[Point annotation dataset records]
..........

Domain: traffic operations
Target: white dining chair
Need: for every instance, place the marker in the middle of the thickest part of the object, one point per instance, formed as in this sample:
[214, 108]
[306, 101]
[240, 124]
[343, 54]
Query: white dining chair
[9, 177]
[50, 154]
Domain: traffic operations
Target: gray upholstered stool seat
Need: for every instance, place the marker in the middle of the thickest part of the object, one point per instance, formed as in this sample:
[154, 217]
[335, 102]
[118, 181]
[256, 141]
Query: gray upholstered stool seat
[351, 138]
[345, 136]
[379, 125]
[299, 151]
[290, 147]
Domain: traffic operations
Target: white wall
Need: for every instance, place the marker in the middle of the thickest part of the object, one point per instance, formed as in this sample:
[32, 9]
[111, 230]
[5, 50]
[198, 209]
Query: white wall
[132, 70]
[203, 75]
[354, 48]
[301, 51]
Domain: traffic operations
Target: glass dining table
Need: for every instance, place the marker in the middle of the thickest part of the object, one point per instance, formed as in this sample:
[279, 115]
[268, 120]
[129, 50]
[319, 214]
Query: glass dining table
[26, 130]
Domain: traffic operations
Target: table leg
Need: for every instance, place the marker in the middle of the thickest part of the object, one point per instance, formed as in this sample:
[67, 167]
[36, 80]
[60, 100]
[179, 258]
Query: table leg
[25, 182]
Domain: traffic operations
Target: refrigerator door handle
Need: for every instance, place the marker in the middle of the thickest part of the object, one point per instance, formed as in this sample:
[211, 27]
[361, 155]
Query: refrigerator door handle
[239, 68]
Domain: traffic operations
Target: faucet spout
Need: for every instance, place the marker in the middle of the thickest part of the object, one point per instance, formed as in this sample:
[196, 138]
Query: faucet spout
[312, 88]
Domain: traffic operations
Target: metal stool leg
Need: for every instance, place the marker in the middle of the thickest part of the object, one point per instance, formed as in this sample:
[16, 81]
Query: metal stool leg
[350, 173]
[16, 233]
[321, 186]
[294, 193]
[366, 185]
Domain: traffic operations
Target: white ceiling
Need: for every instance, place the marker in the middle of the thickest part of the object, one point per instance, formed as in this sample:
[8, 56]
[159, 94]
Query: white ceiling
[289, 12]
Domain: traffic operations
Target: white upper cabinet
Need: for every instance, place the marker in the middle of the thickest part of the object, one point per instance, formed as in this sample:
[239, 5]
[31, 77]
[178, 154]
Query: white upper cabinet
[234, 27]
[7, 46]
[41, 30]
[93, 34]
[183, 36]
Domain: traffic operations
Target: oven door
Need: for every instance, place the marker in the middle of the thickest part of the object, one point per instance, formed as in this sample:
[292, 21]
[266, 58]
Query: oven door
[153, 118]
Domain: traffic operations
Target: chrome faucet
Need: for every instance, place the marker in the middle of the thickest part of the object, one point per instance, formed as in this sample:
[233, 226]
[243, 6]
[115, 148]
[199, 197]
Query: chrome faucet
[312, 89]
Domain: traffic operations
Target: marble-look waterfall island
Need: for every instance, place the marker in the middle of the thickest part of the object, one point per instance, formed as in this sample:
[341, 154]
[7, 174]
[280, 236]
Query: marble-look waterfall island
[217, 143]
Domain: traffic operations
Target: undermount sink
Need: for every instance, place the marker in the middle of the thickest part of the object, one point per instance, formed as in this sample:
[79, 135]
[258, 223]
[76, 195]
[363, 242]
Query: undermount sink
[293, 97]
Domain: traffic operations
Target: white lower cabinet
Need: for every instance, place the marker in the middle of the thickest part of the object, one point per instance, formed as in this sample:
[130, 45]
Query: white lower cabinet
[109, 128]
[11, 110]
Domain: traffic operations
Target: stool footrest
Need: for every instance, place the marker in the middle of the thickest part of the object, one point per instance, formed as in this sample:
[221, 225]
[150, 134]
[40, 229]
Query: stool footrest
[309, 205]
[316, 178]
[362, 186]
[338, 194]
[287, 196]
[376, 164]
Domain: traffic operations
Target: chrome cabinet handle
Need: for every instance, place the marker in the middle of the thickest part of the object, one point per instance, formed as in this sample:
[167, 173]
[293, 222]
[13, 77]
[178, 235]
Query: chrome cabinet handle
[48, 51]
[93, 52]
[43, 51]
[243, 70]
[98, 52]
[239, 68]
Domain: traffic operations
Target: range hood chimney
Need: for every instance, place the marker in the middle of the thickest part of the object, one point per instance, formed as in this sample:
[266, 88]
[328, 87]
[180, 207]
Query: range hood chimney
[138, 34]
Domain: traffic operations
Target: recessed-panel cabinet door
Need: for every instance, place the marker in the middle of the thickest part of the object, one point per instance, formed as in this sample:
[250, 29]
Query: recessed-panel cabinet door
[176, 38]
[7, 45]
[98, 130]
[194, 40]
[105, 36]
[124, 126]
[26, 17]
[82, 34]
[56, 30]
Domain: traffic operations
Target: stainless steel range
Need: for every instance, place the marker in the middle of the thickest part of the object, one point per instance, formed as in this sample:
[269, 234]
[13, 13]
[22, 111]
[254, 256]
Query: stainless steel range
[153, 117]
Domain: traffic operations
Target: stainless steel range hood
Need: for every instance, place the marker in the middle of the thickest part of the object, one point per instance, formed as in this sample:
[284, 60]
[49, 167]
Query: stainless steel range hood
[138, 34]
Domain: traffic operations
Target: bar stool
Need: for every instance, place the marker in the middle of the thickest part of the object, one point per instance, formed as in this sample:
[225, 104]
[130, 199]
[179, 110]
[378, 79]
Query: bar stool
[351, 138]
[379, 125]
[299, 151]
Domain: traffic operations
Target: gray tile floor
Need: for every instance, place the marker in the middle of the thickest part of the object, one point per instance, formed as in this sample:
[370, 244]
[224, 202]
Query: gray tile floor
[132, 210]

..........

#### [Given problem]
Transcribe every entry exactly, omitting nothing.

#### [Response for this exercise]
Domain: traffic operations
Target: white dining chair
Need: for every instance, place the marker in the middle of the thickest part of the object, one point per instance, formed as in this sample:
[214, 108]
[306, 101]
[240, 124]
[343, 54]
Query: white dining chair
[9, 177]
[50, 154]
Domain: traffic operations
Target: gray upholstered stool seat
Need: for every instance, place the marker in the middle of the thickest part of the object, one point per instance, formed as in this sample:
[154, 217]
[335, 102]
[118, 181]
[256, 141]
Query: gray upholstered stool seat
[351, 138]
[345, 136]
[379, 125]
[299, 151]
[290, 147]
Domain: traffic operations
Target: white wall
Need: for every instance, place the marker in the middle of the thickest part of the object, one point per instance, formed as in this sample:
[32, 9]
[111, 230]
[5, 50]
[198, 209]
Query: white wall
[132, 70]
[203, 75]
[354, 48]
[301, 51]
Domain: traffic operations
Target: glass dining table
Need: for every instance, place the marker in the middle of the thickest part of the object, one point per instance, formed as in this sample:
[279, 115]
[268, 120]
[129, 50]
[319, 214]
Query: glass dining table
[26, 130]
Domain: traffic operations
Target: table leg
Need: for every instance, place the marker in the middle of the thickest part of the object, one point per instance, formed as in this sample:
[67, 167]
[36, 80]
[60, 100]
[179, 258]
Query: table leg
[25, 182]
Domain: traffic operations
Target: refrigerator door handle
Need: for every instance, place the marker in the middle of the thickest part of the object, one point per instance, formed as in this sample:
[211, 27]
[361, 155]
Query: refrigerator door handle
[239, 68]
Domain: traffic operations
Target: faucet spout
Need: for every instance, place the marker in the middle of the thickest part of the object, one point per instance, formed as in this sample:
[196, 138]
Query: faucet spout
[312, 88]
Domain: traffic operations
Target: metal stool leg
Need: for every instance, place the marker in the middle of the thickest part of the object, one point per instance, formed as in this sample:
[16, 81]
Query: metal stool leg
[350, 173]
[16, 233]
[321, 186]
[294, 193]
[366, 185]
Domain: traffic operations
Target: white ceiling
Need: for every instance, place the marker in the middle of the thickest part of the object, one point per instance, formed as in this sample:
[8, 56]
[159, 94]
Query: white ceiling
[289, 12]
Domain: traffic operations
Target: white upper cabinet
Need: for every instance, place the marker in the middle of the thickest part of the object, one point per instance, formed as in this sample:
[239, 5]
[31, 77]
[178, 154]
Query: white upper cabinet
[234, 27]
[7, 46]
[41, 30]
[93, 34]
[183, 36]
Domain: traffic operations
Target: oven door
Need: for every instance, place the marker in the middle of the thickest part of the object, one point per instance, formed as in this sample:
[292, 21]
[266, 58]
Query: oven door
[153, 118]
Domain: traffic operations
Target: chrome faucet
Need: for every instance, place the marker in the middle of the thickest part of the object, one point per instance, formed as in this sample:
[233, 226]
[243, 6]
[115, 148]
[199, 197]
Query: chrome faucet
[312, 89]
Domain: traffic operations
Target: marble-look waterfall island
Need: for every instance, place the marker in the middle of the thickest part of the object, one point per instance, formed as in this sample:
[341, 154]
[7, 174]
[280, 236]
Query: marble-look waterfall island
[217, 143]
Domain: traffic operations
Target: undermount sink
Need: for every instance, place the marker in the middle of the thickest part of the object, one point per instance, formed as in this sample:
[79, 135]
[258, 223]
[76, 195]
[363, 242]
Query: undermount sink
[293, 97]
Domain: traffic operations
Target: white lower cabinet
Need: for every instance, place the marker in the middle of the thickest part of the object, one point per instance, formed as in this sample:
[130, 45]
Query: white lower cabinet
[109, 128]
[11, 110]
Domain: traffic operations
Target: stool footrest
Need: for every instance, place the marker in the middle of the thickest part of the object, one point per instance, formed as in this sample:
[221, 225]
[150, 134]
[40, 229]
Query: stool footrest
[309, 205]
[316, 178]
[362, 186]
[338, 194]
[287, 196]
[376, 164]
Domain: traffic operations
Target: chrome cabinet handle
Need: for every instance, place the marker in the middle of the thickest part of the object, one point per instance, formed as in this sample:
[167, 173]
[293, 222]
[13, 77]
[178, 235]
Query: chrome cabinet handle
[48, 51]
[93, 52]
[43, 51]
[243, 70]
[98, 52]
[239, 68]
Domain: traffic operations
Target: range hood chimney
Need: for every instance, place the marker in the middle of the thickest part of the object, one point per instance, formed as in this sample:
[266, 88]
[328, 87]
[180, 207]
Query: range hood chimney
[138, 34]
Domain: traffic operations
Target: recessed-panel cabinet door
Need: for every instance, place the marker in the middle of the thickest part of the object, one point per instance, formed as in this sample:
[250, 29]
Query: recessed-panel cabinet door
[176, 38]
[7, 45]
[98, 130]
[194, 40]
[105, 36]
[124, 126]
[26, 17]
[82, 34]
[56, 30]
Domain: traffic operations
Target: stainless steel range
Need: for every instance, place the marker in the middle of the thickest part of the object, one point per instance, formed as in this sample:
[269, 234]
[13, 13]
[22, 111]
[254, 256]
Query: stainless steel range
[153, 117]
Domain: traffic operations
Target: stainless steel range hood
Need: for every instance, place the marker in the middle of the thickest part of the object, one point per instance, formed as in this sample:
[284, 60]
[49, 167]
Query: stainless steel range hood
[138, 34]
Domain: traffic operations
Target: bar stool
Need: for every instance, place the marker in the middle of the thickest part of the object, one point per instance, formed as in this sample:
[225, 104]
[130, 199]
[179, 110]
[378, 79]
Query: bar stool
[351, 138]
[379, 125]
[299, 151]
Domain: traffic operations
Target: gray tile floor
Need: for every instance, place the marker in the middle of the thickest part of the object, one point per instance, formed as in this sample:
[370, 244]
[224, 202]
Query: gray tile floor
[132, 210]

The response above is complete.